Four of Our Favorite Dancers Collaborated on This New Toy House

October 21, 2020

To Charlie Hodges, the idea of quitting dance is nothing more than a state of mind. “You can choose to quit, or you can choose to translate,” he says. “Dance can be your tool set for the next step.”

Today, he’s translating the lessons he learned from working with Twyla Tharp on Broadway and in companies like L.A. Dance Project into starting a business that sells an environmentally sustainable, gender-neutral toy house.

And he’s tapped three former New York City Ballet dancers to help him: Jenifer Ringer co-wrote the companion chapter book. Janie Taylor helped brainstorm ideas for the house and drew the illustrations in the book. And Kaitlyn Gilliland lent her business expertise from her recently acquired MBA from Yale.

Two white kids sit on a white background playing with a toy house.
Courtesy Charlie Hodges

Today, even the youngest, most successful dancers are confronting the ephemerality of their careers right now, as they watch month after month slip by with few (if any) traditional performance opportunities. The pressures of the pandemic have led many to ask, What’s next?

For Hodges, he’d long had a fraught relationship with dance, having been told over and over that he was too short, too fat, too bald, and thought often about what else he could do with his life. After The Times They Are A-Changin’ closed on Broadway in 2006, he went to Barnes & Noble one day, pulled out 30 magazines that sparked his interest and flipped through them until he decided on five he wanted to buy. Then he subscribed to three until he found the one he regularly read and renewed. “The magazine that stuck was Dwell, about architecture and design,” he says.

So he went to the University of Washington to study architecture and then started working at a firm during the day while performing at night in Come Fly Away on Broadway. But he soon realized the demands of realizing an architecture project were far more logistical than creative. So after a few years with L.A. Dance Project, he enrolled in the prestigious ArtCenter College of Design in Pasadena for product design.

“My life in dance has always been about being a public servant—I think our job as performers is to provide an outlet for people to express or experience emotions that they might not have access to otherwise,” he says. “The downside of being a dancer is that some of us are privileged enough to fall in love with something that pays our bills at a young age. That spoils our point of view; we expect it to be the norm. But we can have that again, if we allow it to look different.”
+ + + + +
● **Task description**:
Do these statements agree with the article about Charlie Hodges's toy house above? Answer yes or no for each and quote the words that decide it. 1. Hodges studied architecture at the University of Washington. 2. Janie Taylor co-wrote the companion chapter book. 3. The magazine Hodges kept reading was about fashion.

● **Data section**:
+ + + + +
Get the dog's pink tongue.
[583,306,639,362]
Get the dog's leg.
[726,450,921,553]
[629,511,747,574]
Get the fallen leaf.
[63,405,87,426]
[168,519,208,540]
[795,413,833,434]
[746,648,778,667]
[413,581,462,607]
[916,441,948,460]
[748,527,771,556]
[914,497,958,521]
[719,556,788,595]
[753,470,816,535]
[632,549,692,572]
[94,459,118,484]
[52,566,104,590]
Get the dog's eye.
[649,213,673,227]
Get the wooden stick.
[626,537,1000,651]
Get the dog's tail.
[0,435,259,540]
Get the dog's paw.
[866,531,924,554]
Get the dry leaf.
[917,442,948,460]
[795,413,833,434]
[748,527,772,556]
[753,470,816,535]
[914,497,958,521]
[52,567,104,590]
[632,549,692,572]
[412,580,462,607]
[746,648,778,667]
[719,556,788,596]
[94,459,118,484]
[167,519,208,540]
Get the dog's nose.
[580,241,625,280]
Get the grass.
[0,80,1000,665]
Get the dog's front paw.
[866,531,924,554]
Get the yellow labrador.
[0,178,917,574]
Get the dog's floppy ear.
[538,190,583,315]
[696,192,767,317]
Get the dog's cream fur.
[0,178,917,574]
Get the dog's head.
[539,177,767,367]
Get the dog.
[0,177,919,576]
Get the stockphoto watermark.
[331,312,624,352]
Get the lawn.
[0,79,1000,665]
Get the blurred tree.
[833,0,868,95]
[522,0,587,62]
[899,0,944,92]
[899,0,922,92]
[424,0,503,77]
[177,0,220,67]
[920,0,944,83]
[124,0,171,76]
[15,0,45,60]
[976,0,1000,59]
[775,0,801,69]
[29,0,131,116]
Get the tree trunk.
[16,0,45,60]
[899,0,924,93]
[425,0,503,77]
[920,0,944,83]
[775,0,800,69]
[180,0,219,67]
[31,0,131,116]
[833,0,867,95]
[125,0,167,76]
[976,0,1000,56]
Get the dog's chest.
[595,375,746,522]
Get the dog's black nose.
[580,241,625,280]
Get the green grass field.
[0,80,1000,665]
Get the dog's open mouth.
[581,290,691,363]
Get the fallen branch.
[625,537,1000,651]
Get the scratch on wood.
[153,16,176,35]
+ + + + +
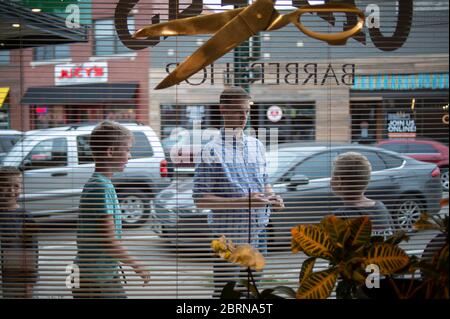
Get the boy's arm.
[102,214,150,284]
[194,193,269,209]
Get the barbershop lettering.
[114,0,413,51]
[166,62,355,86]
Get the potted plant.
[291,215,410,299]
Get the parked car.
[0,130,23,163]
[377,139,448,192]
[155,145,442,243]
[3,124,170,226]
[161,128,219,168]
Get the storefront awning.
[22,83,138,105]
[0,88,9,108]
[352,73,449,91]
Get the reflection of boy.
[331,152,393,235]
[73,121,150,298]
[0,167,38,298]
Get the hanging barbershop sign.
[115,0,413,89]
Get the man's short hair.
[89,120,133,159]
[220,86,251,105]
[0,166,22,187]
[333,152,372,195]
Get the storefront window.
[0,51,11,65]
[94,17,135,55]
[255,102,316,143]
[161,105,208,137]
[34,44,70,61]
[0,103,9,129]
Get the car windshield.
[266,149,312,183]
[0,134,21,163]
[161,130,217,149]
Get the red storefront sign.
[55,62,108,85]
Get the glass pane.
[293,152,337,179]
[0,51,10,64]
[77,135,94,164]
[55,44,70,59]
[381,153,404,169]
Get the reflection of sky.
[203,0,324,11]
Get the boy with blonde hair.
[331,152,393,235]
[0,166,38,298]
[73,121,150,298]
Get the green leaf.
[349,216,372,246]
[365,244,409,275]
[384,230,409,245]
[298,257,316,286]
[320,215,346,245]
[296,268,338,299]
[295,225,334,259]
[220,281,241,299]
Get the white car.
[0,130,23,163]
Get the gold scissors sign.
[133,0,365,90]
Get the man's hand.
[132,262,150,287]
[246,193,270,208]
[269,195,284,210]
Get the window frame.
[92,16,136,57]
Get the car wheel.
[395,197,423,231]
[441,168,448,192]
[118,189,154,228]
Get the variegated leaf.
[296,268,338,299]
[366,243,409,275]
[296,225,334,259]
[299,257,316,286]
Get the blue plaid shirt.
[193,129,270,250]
+ + + + +
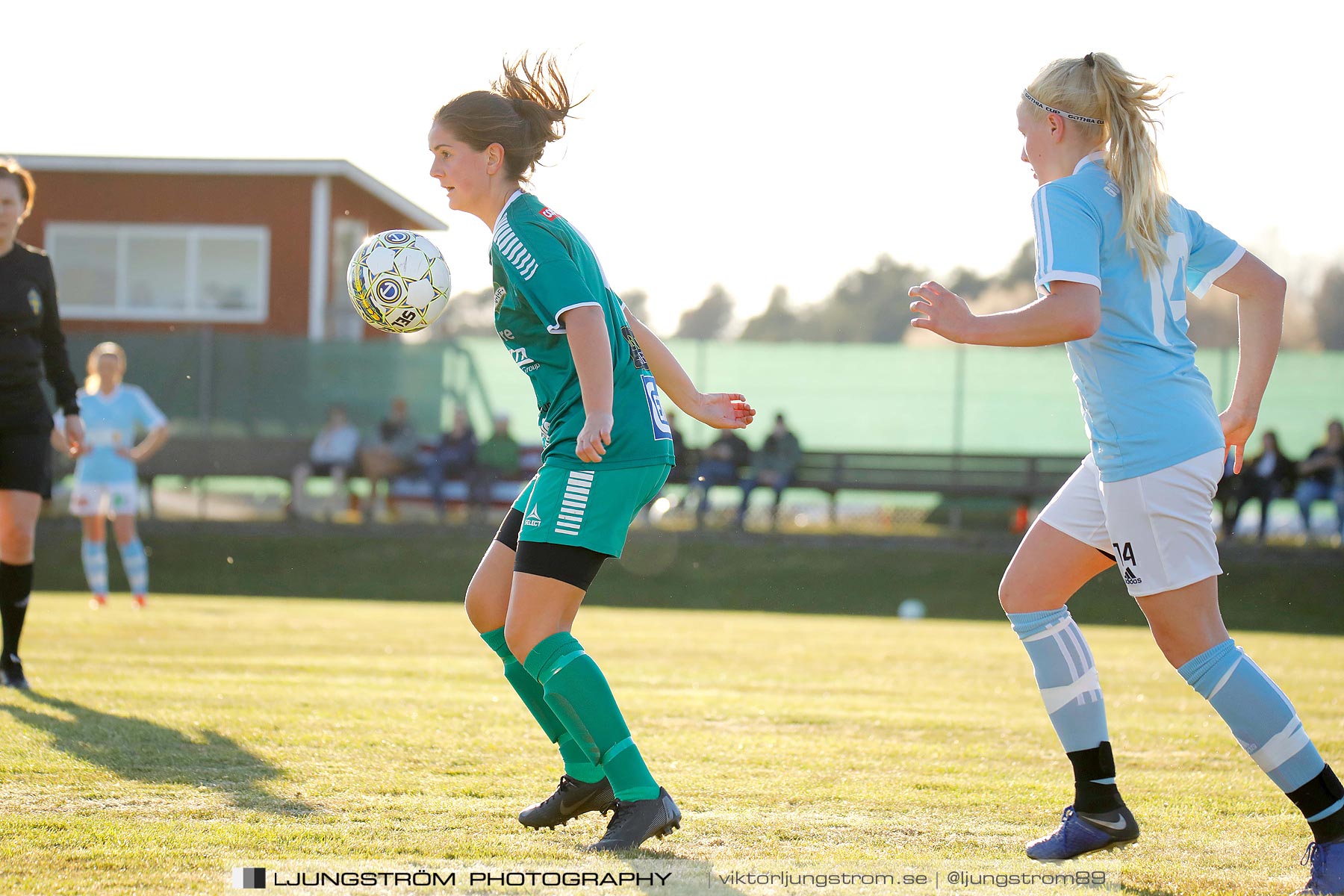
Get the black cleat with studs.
+ + + + +
● **Exercise answer**:
1. Yes: "he went to the University of Washington to study architecture"
2. No: "Jenifer Ringer co-wrote the companion chapter book."
3. No: "The magazine that stuck was Dwell, about architecture and design"